--- Start of PROVIDED DATA ---

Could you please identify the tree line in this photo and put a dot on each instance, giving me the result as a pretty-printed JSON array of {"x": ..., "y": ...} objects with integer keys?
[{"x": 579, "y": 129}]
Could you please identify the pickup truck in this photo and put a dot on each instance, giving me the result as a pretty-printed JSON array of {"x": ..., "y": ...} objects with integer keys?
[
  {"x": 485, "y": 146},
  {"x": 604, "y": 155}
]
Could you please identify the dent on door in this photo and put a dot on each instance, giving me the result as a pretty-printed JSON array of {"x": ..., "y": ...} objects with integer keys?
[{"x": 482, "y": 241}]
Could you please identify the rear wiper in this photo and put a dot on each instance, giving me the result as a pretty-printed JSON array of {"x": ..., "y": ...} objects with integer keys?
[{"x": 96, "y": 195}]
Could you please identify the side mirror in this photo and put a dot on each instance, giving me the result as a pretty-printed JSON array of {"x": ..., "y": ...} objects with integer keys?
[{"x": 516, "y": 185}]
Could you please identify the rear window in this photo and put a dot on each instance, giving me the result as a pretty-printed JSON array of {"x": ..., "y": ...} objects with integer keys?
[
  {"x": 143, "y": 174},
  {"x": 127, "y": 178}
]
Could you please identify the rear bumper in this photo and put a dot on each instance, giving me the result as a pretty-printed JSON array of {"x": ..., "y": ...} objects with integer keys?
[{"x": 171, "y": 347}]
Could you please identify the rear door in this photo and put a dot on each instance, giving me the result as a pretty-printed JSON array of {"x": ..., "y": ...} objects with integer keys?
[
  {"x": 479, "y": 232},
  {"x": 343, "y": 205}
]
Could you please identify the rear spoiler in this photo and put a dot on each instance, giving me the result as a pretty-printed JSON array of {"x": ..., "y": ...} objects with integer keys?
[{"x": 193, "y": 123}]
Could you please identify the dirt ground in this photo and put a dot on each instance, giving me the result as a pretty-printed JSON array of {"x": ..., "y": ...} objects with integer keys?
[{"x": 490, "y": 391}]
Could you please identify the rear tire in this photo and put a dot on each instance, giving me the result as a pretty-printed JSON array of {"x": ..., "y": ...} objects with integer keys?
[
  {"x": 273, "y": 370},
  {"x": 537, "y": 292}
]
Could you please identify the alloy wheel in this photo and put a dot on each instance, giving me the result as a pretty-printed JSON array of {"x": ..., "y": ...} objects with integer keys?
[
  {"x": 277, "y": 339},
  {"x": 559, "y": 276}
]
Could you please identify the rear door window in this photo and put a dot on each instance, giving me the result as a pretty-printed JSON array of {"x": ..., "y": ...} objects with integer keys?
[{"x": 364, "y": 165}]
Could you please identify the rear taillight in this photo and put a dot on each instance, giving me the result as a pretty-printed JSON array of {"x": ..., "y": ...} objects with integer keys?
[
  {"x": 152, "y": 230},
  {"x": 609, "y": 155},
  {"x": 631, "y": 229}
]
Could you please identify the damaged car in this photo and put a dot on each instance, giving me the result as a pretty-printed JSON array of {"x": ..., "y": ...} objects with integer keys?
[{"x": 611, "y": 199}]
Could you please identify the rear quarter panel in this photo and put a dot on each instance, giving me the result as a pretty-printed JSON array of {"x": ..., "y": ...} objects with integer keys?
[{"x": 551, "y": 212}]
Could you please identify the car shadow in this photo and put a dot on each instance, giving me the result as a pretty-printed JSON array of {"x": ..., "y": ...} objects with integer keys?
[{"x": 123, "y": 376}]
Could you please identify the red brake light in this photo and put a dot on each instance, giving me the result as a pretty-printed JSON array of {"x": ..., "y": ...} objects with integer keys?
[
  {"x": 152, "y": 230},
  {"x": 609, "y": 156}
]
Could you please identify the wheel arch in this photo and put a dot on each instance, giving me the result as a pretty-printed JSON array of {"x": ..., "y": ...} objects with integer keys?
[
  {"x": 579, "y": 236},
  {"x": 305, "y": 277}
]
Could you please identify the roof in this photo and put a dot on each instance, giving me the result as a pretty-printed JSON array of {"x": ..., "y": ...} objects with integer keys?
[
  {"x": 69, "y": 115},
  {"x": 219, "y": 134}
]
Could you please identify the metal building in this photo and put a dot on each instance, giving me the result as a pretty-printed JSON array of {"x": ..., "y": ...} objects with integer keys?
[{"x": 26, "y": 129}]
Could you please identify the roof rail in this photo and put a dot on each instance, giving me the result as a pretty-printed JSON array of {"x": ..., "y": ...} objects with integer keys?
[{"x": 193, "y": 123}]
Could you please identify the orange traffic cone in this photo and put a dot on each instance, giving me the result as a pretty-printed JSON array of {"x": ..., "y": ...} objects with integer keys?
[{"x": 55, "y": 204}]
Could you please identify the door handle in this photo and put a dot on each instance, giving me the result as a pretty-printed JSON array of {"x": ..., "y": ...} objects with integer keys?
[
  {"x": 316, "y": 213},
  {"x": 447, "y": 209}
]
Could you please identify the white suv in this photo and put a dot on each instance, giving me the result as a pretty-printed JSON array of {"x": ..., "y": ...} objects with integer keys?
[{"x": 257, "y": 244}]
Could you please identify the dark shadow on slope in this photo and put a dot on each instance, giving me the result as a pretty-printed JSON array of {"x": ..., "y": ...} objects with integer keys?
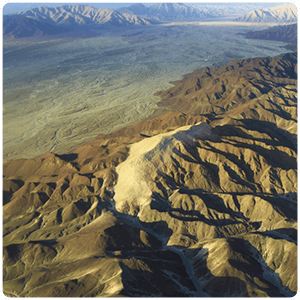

--- End of PROVIDED DATA ---

WRITTEN INSTRUCTION: Pick out each line in the entries above that contains the string "wheel" and copy it. Case counts.

SOLUTION TO THE PROBLEM:
Could you please identify the alloy wheel in this photo and put a dot on each instance, giving me the result as a pretty-printed JSON array of {"x": ..., "y": ...} objects with integer keys?
Could you please identify the wheel arch in this photo and put a dot on each instance, giving me the result as a pretty-printed JSON array of {"x": ..., "y": ...} objects with integer keys?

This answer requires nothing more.